----- Исходный текст

Нечто подобное происходит и теперь. Объединение государств пытается регулировать нефтяной рынок нерыночными методами. Как мы знаем, ОПЕК – это своего рода картельная организация. На разных этапах своего существования она обеспечивала сначала 50% глобальной нефтедобычи, потом 40%, а сейчас ее доля составляет около 30%. И она всегда пыталась влиять на ситуацию на рынке, на баланс спроса и предложения и тем самым регулировать цены. Сегодня идет расширение этого объединения в формате ОПЕК+. Всё больше стран на фоне кризиса подключается к такому регулированию. Об этом заговорили даже США и другие страны – твердые сторонники либеральной модели рыночной экономики. Все понимают, что необходимы совместные усилия, чтобы балансировать рынок в интересах как производителя, так и потребителя. Эти процессы набирают обороты, и, я думаю, такие механизмы сохранятся и на перспективу.

То же самое происходит и с газовым рынком. Всё бóльшую роль на нем играет созданный несколько лет назад Форум стран-экспортеров газа.

----------
----- Список материалов

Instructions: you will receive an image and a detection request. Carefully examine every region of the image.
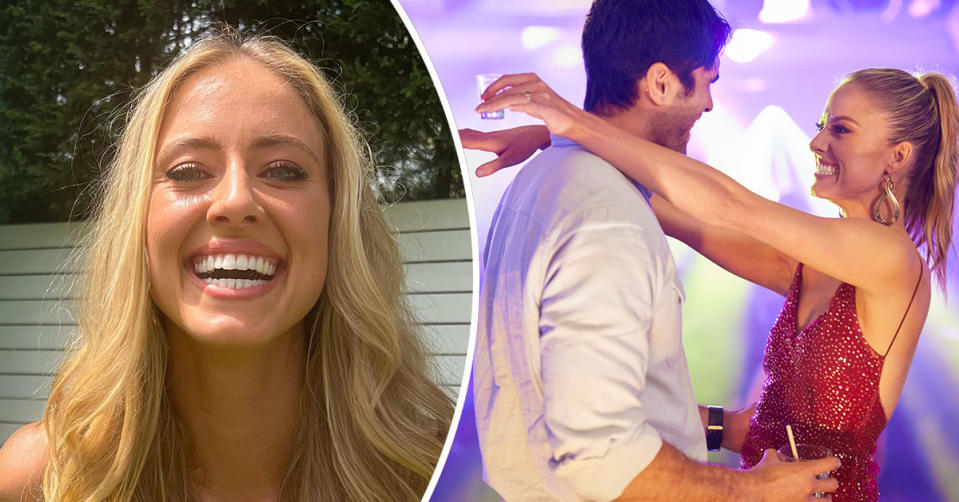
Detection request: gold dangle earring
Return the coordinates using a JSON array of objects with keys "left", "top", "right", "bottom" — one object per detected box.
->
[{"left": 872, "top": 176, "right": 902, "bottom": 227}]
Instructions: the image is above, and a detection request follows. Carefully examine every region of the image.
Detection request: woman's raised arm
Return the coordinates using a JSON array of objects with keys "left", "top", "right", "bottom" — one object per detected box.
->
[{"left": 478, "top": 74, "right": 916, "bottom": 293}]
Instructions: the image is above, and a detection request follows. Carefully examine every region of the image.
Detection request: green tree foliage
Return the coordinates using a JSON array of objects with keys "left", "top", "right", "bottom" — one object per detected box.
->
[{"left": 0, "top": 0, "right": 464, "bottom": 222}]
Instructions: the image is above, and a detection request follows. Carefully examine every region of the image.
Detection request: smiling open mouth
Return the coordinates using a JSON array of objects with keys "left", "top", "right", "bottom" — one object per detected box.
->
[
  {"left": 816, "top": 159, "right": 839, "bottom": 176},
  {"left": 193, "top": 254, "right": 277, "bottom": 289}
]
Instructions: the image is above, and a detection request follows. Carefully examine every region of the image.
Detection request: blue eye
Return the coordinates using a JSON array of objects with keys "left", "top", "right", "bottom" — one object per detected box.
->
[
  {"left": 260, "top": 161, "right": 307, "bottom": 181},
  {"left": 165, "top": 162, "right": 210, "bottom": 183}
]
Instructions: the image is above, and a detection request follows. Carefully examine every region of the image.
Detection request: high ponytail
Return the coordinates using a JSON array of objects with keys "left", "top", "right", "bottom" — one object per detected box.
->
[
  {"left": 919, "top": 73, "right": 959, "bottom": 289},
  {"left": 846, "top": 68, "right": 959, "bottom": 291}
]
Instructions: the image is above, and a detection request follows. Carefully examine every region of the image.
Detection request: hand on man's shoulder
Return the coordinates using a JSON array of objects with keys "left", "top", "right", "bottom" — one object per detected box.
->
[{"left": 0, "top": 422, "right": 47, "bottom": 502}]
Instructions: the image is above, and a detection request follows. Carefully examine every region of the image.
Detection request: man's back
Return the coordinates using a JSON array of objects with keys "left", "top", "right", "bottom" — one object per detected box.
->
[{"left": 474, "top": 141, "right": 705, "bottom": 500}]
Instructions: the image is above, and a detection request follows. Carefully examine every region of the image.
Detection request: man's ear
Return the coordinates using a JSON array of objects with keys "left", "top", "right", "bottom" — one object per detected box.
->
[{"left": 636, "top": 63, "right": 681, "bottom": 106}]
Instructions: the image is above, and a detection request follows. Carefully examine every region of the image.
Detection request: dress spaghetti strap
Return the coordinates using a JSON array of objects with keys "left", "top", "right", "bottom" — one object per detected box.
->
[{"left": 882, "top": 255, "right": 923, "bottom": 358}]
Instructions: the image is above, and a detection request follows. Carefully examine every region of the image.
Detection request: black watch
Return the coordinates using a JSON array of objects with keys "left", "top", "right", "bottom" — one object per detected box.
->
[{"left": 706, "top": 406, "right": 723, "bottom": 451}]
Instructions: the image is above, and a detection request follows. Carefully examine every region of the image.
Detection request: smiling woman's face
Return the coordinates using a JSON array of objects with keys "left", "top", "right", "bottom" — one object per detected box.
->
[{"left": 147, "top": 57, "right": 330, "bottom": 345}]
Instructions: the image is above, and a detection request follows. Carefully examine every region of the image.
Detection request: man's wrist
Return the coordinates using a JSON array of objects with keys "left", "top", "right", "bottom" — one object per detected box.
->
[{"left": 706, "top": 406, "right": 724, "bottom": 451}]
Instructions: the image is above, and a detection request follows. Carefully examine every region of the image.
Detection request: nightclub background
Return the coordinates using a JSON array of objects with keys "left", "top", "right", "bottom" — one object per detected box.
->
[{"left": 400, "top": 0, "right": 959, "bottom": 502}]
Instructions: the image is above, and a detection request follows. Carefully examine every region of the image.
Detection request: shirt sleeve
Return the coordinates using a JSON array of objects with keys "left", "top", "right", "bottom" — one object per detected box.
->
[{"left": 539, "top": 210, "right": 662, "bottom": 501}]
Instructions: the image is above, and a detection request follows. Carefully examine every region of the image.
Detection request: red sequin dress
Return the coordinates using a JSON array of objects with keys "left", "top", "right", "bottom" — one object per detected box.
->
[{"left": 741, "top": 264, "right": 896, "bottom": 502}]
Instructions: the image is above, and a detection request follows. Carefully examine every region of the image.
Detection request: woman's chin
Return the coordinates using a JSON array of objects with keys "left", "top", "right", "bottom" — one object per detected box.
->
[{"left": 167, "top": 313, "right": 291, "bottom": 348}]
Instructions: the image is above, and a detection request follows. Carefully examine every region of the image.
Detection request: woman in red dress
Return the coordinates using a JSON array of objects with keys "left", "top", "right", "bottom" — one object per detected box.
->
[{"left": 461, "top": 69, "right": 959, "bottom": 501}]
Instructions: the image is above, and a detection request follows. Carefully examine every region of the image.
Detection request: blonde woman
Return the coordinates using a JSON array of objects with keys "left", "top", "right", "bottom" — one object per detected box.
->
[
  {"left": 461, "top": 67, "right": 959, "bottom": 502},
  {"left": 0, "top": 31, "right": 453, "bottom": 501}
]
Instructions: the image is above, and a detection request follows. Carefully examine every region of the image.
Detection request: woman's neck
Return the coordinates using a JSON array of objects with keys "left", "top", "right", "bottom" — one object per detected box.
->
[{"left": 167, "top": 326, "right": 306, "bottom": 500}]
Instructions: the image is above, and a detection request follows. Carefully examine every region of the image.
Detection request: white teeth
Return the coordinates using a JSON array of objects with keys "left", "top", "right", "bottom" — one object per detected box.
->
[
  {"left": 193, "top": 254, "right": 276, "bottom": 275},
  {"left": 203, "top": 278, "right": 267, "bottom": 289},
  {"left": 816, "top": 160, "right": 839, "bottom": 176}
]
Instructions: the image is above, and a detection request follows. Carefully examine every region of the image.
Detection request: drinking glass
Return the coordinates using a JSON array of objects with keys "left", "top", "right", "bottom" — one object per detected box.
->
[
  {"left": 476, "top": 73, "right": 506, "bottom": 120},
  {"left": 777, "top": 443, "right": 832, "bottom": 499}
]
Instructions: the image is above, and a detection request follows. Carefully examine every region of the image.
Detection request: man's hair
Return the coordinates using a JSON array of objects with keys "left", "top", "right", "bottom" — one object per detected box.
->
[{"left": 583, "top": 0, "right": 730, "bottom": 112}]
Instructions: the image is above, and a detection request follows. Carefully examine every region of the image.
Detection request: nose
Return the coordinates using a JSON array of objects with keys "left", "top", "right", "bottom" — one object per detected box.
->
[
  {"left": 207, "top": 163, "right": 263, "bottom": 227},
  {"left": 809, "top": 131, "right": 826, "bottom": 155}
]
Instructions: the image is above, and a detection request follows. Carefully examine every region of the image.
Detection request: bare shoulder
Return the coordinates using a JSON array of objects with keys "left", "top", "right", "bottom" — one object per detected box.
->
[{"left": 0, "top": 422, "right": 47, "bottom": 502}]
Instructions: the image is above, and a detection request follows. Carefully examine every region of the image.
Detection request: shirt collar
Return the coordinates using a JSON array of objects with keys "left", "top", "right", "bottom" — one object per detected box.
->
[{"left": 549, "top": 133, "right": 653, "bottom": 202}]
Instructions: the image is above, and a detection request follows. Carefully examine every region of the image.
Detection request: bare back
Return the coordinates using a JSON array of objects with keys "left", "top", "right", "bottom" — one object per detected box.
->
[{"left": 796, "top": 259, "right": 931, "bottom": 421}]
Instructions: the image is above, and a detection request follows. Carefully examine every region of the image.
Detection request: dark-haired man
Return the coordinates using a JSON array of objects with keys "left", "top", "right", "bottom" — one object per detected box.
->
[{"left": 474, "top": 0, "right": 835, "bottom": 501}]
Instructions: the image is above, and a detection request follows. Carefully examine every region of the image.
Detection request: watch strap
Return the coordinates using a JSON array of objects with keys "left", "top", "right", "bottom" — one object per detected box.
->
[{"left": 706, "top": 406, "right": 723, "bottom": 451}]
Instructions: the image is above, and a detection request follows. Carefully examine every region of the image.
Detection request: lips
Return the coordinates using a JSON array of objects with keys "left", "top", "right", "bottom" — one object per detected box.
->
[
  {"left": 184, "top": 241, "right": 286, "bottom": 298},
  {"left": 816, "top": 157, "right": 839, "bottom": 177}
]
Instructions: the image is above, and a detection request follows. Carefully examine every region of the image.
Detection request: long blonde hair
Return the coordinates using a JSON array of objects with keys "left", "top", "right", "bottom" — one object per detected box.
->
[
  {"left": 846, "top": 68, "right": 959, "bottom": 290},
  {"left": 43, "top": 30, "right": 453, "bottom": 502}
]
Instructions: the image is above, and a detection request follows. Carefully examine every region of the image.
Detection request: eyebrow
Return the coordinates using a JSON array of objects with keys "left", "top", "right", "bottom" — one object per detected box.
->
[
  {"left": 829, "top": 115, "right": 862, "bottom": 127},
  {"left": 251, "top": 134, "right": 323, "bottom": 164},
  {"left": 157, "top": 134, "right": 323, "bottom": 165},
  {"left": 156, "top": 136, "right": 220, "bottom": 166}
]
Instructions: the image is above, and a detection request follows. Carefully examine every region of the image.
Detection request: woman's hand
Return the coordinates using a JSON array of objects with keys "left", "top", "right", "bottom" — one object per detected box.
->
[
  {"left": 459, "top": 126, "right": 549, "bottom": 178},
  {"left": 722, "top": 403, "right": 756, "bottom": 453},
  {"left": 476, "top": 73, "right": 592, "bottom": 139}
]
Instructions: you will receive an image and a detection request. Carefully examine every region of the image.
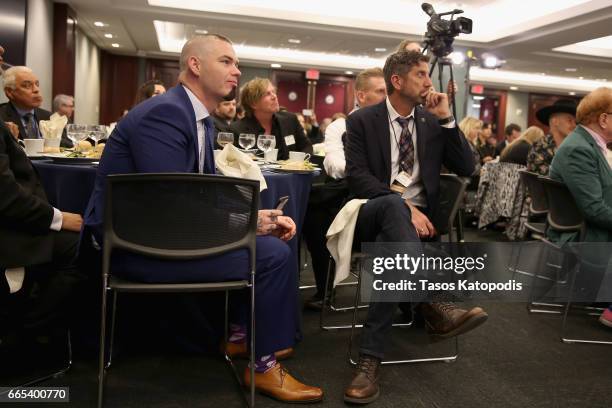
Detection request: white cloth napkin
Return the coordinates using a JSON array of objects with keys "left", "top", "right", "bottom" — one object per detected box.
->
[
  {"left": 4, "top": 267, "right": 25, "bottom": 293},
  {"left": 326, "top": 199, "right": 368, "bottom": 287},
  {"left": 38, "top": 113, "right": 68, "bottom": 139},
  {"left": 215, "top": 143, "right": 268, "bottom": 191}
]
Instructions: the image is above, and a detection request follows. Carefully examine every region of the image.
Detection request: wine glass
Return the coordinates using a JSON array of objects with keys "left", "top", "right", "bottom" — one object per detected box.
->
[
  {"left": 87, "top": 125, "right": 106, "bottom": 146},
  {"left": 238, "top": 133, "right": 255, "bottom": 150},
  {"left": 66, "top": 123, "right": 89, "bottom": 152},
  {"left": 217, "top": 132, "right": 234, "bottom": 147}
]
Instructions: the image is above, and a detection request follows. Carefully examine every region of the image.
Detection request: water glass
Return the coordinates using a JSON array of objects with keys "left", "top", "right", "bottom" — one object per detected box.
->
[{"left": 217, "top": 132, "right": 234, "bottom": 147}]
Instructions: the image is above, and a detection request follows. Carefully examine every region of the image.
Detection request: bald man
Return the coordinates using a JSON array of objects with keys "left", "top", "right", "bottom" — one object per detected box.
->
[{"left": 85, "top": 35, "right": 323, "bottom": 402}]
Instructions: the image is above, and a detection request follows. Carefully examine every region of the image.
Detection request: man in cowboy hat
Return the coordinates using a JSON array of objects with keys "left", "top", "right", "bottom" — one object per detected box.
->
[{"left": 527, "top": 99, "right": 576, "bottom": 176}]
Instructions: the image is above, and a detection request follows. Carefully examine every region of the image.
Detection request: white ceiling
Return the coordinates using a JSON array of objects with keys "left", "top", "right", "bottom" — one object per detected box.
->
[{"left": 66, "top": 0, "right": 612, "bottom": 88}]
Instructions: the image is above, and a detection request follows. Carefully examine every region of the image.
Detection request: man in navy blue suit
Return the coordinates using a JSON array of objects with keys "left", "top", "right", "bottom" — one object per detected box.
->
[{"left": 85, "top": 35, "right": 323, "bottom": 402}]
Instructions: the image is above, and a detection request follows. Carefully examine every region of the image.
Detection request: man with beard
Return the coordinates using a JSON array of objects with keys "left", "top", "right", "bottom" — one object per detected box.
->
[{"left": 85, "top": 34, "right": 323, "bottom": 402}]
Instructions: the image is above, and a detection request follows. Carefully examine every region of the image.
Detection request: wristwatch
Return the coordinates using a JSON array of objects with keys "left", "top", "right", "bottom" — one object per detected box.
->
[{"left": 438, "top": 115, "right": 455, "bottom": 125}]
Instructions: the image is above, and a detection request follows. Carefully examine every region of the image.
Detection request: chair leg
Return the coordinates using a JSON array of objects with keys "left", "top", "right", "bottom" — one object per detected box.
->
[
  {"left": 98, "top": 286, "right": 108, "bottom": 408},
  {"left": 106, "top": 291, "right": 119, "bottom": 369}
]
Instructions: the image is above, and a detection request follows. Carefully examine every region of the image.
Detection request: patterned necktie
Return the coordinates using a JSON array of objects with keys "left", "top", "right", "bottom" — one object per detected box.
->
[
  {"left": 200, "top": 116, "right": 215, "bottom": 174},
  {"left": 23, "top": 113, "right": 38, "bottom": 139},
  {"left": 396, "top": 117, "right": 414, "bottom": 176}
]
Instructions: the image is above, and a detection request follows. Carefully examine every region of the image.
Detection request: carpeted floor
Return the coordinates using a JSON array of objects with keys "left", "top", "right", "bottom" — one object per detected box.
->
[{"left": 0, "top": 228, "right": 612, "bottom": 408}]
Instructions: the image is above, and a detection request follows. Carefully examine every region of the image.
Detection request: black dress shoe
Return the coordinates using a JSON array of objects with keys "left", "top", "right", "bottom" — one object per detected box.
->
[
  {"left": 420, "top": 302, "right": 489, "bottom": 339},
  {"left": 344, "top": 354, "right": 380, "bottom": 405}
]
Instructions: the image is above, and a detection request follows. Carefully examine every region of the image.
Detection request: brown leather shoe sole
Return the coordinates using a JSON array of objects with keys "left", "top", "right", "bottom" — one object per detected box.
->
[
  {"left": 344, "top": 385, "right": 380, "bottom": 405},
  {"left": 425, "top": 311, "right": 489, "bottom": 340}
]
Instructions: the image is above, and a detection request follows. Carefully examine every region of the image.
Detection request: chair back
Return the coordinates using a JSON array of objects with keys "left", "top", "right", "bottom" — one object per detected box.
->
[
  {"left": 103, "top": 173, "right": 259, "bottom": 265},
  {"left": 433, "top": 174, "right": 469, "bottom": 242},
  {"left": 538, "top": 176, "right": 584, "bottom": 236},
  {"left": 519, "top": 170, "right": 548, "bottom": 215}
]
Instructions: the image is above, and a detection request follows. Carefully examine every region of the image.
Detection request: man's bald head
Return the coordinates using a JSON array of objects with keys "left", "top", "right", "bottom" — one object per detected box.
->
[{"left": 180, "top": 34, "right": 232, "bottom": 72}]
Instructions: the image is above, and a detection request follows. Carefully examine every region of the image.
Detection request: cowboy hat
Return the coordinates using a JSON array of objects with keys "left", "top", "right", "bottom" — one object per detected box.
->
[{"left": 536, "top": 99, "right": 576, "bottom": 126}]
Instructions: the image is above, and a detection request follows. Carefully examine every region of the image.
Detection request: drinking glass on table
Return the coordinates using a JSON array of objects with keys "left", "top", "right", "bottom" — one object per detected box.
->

----------

## Задания
• 1. Ответьте по исходному тексту на вопросы, каждый ответ с новой строки с той же пометкой:
(a) Какова сейчас доля ОПЕК в глобальной нефтедобыче?
(b) В каком формате идет расширение ОПЕК?
(c) Какая организация играет всё бóльшую роль на газовом рынке?
• 2. Воспроизведите дословно фрагмент исходного текста от «Нечто подобное происходит» до «и на перспективу.».

## Ответы по заданиям
• 1.
(a) Около 30%.
(b) В формате ОПЕК+.
(c) Форум стран-экспортеров газа.

• 2.
Нечто подобное происходит и теперь. Объединение государств пытается регулировать нефтяной рынок нерыночными методами. Как мы знаем, ОПЕК – это своего рода картельная организация. На разных этапах своего существования она обеспечивала сначала 50% глобальной нефтедобычи, потом 40%, а сейчас ее доля составляет около 30%. И она всегда пыталась влиять на ситуацию на рынке, на баланс спроса и предложения и тем самым регулировать цены. Сегодня идет расширение этого объединения в формате ОПЕК+. Всё больше стран на фоне кризиса подключается к такому регулированию. Об этом заговорили даже США и другие страны – твердые сторонники либеральной модели рыночной экономики. Все понимают, что необходимы совместные усилия, чтобы балансировать рынок в интересах как производителя, так и потребителя. Эти процессы набирают обороты, и, я думаю, такие механизмы сохранятся и на перспективу.